Dalam situasi tertentu kita tidak selalu perlu mengecek apakah suatu pernyataan
adalah benar, dengan merujuknya pada realitas. Kita cukup mengandaikannya
sebagai benar secara apriori, tetapi, dalam situasi lainnya, kita tetap perlu
merujuk pada realitas untuk bisa menguji kebenaran pernyataan tersebut.[22]
Kelompok idealis, seperti Plato juga
filosof-filosof modern seperti Hegel, Bradley dan Royce memperluas prinsip
koherensi sehingga meliputi dunia; dengan begitu maka
tiap-tiap pertimbangan yang benar dan tiap-tiap sistem kebenaran yang parsial
bersifat terus menerus dengan keseluruhan realitas dan memperolah arti dari
keseluruhan tersebut.[23] Meskipun
demikian perlu lebih dinyatakan dengan referensi kepada konsistensi faktual,
yakni persetujuan antara suatu perkembangan dan suatu situasi lingkungan
tertentu.
2.3.3 Teori
Pragmatik
Teori pragmatik dicetuskan oleh
Charles S. Peirce (1839-1914) dalam sebuah makalah yang terbit pada tahun 1878
yangberjudul “How to Make Ideals Clear”. Teori ini kemudian dikembangkan oleh
beberapa ahli filsafat yang kebanyakan adalah berkebangsaan Amerika yang
menyebabkan filsafat ini sering dikaitkan dengan filsafat Amerika. Ahli-ahli
filasafat ini di antaranya adalah William James (1842-1910), John Dewey (1859-1952),
George Hobart Mead (1863-1931) dan C.I. Lewis.[24]
Pragmatisme menantang segala otoritanianisme, intelektualisme dan rasionalisme.

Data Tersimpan
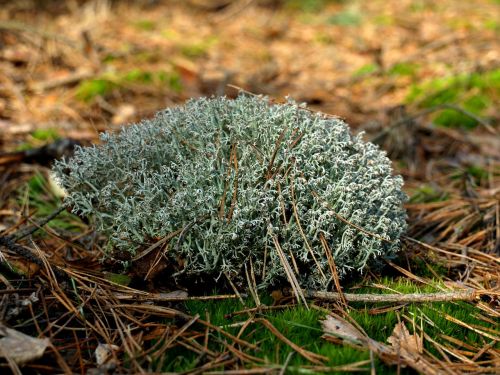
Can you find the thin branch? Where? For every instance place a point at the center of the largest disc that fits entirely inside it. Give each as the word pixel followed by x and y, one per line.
pixel 461 295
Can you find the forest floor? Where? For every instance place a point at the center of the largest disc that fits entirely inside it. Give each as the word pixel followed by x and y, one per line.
pixel 420 78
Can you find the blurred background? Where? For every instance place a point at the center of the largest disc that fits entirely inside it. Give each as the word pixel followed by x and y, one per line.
pixel 72 69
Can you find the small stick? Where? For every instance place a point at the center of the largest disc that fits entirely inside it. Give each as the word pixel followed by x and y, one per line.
pixel 461 295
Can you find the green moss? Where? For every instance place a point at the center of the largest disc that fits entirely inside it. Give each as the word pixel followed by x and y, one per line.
pixel 118 278
pixel 427 193
pixel 366 70
pixel 308 6
pixel 303 327
pixel 404 69
pixel 198 49
pixel 346 18
pixel 146 25
pixel 49 134
pixel 88 90
pixel 474 92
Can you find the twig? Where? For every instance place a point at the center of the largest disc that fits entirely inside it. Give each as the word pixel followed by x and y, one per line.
pixel 461 295
pixel 428 111
pixel 25 253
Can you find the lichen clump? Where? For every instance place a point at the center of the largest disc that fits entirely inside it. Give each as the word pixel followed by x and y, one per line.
pixel 231 181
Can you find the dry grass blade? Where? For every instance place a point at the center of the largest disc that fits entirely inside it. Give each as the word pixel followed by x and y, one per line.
pixel 289 273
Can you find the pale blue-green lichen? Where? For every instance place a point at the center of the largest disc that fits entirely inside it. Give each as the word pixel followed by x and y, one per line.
pixel 268 164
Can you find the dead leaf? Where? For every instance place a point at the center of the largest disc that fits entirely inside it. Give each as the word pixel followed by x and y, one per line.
pixel 341 328
pixel 103 353
pixel 403 342
pixel 124 113
pixel 19 347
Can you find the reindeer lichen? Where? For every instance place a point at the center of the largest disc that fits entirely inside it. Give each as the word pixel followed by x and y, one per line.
pixel 231 180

▸ **PERINTAH**: Sunting bagian teks tentang teori kebenaran yang dimulai dari "2.3.3 Teori" dan berakhir pada "intelektualisme dan rasionalisme.", lalu tuliskan kembali dengan mengganti "ahli filsafat" menjadi "filsuf".

▸ **HASIL LATIHAN**:
2.3.3 Teori
Pragmatik
Teori pragmatik dicetuskan oleh
Charles S. Peirce (1839-1914) dalam sebuah makalah yang terbit pada tahun 1878
yangberjudul “How to Make Ideals Clear”. Teori ini kemudian dikembangkan oleh
beberapa filsuf yang kebanyakan adalah berkebangsaan Amerika yang
menyebabkan filsafat ini sering dikaitkan dengan filsafat Amerika. Ahli-ahli
filasafat ini di antaranya adalah William James (1842-1910), John Dewey (1859-1952),
George Hobart Mead (1863-1931) dan C.I. Lewis.[24]
Pragmatisme menantang segala otoritanianisme, intelektualisme dan rasionalisme.